Required actions:
a. For each statement (i) to (iii) about the heat shock publication page, answer yes or no depending on whether it agrees with the text, and quote the words from the text that decide it.
(i) The CtsR orthologue was identified in Bacillus subtilis.
(ii) CtsR and HrcA were found to be redundant repressors.
(iii) The S. aureus ctsR and hrcA genes were cloned under a xylose-inducible promoter.
b. List every author named on the heat shock publication page.
c. Answer these questions from the heat shock publication page.
(i) What is the PubMed identifier?
(ii) Which organism served as the heterologous host?
(iii) Which two experiments showed direct binding by both repressors in vitro?

Publication : Molecular microbiology

Comparative genomics reveal novel heat shock regulatory mechanisms in Staphylococcus aureus and other Gram-positive bacteria

Scientific Fields
Diseases
Organisms
Applications
Technique

Published in Molecular microbiology - 01 Feb 2003

Chastanet A, Fert J, Msadek T

Link to Pubmed [PMID] – 12581359

Mol. Microbiol. 2003 Feb;47(4):1061-73

Multiple regulatory mechanisms for coping with stress co-exist in low G+C Gram-positive bacteria. Among these, the HrcA and CtsR repressors control distinct regulons in the model organism, Bacillus subtilis. We recently identified an orthologue of the CtsR regulator of stress response in the major pathogen, Staphylococcus aureus. Sequence analysis of the S. aureus genome revealed the presence of potential CtsR operator sites not only upstream from genes encoding subunits of the Clp ATP-dependent protease, as in B. subtilis, but also, unexpectedly, within the promoter regions of the dnaK and groESL operons known to be specifically controlled by HrcA. The tandem arrangement of the CtsR and HrcA operators suggests a novel mode of dual heat shock regulation by these two repressors. The S. aureus ctsR and hrcA genes were cloned under the control of the PxylA xylose-inducible promoter and used to demonstrate dual regulation of the dnaK and groESL operons by both CtsR and HrcA, using B. subtilis as a heterologous host. Direct binding by both repressors was shown in vitro by gel mobility shift and DNase I footprinting experiments using purified S. aureus CtsR and HrcA proteins. DeltactsR, DeltahrcA and DeltactsRDeltahrcA mutants of S. aureus were constructed, indicating that the two repressors are not redundant but, instead, act together synergistically to maintain low basal levels of expression of the dnaK and groESL operons in the absence of stress. This novel regulatory mode appears to be specific to Staphylococci.

Given records:
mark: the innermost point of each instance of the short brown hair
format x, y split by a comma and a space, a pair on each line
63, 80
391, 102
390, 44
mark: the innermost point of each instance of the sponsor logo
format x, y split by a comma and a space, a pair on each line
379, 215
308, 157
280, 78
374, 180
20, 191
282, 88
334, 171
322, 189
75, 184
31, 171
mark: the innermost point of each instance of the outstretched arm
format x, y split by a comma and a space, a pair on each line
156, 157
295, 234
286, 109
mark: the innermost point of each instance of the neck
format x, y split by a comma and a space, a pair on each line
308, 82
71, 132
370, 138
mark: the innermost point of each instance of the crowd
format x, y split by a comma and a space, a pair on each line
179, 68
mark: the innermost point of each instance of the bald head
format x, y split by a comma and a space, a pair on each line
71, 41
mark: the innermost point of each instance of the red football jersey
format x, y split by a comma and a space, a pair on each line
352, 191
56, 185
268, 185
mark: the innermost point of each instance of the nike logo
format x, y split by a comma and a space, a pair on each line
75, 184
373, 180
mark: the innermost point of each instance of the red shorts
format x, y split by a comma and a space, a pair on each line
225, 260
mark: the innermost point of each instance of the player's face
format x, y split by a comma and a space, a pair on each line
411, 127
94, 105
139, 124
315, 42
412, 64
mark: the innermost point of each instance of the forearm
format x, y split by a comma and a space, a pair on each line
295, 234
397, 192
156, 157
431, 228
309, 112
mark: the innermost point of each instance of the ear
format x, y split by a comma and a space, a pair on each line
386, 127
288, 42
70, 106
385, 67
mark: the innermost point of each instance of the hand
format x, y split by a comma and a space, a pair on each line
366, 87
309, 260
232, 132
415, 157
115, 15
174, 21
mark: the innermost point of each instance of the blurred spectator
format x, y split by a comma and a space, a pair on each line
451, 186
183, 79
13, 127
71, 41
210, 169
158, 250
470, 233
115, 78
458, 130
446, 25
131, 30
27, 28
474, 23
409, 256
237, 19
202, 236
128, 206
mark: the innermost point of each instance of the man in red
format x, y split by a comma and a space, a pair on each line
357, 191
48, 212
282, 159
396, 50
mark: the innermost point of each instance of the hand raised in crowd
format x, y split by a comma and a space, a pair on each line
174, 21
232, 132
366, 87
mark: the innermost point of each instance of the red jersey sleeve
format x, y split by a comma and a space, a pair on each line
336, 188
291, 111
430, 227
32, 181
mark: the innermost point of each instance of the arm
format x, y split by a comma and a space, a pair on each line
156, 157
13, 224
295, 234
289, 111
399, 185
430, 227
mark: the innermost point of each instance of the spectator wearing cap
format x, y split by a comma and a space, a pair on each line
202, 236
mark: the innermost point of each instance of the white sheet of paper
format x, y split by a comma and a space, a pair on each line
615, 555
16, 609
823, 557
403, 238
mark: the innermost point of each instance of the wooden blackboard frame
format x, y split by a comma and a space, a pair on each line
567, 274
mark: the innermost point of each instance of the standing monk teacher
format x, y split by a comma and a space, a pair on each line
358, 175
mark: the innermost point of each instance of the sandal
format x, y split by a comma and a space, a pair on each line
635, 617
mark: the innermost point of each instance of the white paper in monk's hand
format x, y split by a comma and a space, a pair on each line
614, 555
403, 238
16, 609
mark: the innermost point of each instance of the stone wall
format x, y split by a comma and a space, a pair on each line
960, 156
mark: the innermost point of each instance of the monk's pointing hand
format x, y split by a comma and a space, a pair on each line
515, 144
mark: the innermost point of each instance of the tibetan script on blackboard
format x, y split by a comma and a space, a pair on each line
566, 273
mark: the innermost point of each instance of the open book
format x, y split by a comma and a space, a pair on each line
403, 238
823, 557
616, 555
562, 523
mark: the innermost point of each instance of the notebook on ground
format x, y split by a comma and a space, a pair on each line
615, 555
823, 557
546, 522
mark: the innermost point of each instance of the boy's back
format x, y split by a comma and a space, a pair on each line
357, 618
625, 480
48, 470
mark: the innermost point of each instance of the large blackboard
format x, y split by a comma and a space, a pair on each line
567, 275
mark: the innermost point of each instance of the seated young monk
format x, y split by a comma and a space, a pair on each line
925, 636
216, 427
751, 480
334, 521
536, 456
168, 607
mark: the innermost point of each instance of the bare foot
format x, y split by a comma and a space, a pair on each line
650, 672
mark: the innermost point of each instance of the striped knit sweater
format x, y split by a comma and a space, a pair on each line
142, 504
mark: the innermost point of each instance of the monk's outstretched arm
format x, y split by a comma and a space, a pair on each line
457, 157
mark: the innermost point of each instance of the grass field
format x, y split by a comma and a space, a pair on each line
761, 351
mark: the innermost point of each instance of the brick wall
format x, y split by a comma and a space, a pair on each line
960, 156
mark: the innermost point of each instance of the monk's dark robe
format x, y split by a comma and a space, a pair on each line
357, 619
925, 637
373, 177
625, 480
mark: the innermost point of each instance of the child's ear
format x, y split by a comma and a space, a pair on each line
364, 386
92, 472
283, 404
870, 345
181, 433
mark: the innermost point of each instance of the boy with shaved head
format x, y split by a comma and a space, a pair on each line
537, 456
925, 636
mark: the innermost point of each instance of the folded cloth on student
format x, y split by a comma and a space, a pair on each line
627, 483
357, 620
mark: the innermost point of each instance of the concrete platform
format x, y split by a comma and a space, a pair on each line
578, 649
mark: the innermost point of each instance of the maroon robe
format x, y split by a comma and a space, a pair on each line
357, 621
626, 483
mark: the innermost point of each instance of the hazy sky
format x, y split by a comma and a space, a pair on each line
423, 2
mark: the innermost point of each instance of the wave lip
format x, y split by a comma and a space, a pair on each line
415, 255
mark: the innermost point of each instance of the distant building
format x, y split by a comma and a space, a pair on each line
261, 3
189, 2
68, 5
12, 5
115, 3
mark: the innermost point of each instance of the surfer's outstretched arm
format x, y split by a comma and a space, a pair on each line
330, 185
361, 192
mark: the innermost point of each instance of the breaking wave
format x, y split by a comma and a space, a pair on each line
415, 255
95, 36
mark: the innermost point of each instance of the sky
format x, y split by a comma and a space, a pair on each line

Answers to the tasks:
a.
(i) No: "We recently identified an orthologue of the CtsR regulator of stress response in the major pathogen, Staphylococcus aureus."
(ii) No: "the two repressors are not redundant but, instead, act together synergistically"
(iii) Yes: "The S. aureus ctsR and hrcA genes were cloned under the control of the PxylA xylose-inducible promoter"

b. Chastanet A, Fert J, Msadek T

c.
(i) 12581359
(ii) B. subtilis
(iii) Gel mobility shift and DNase I footprinting experiments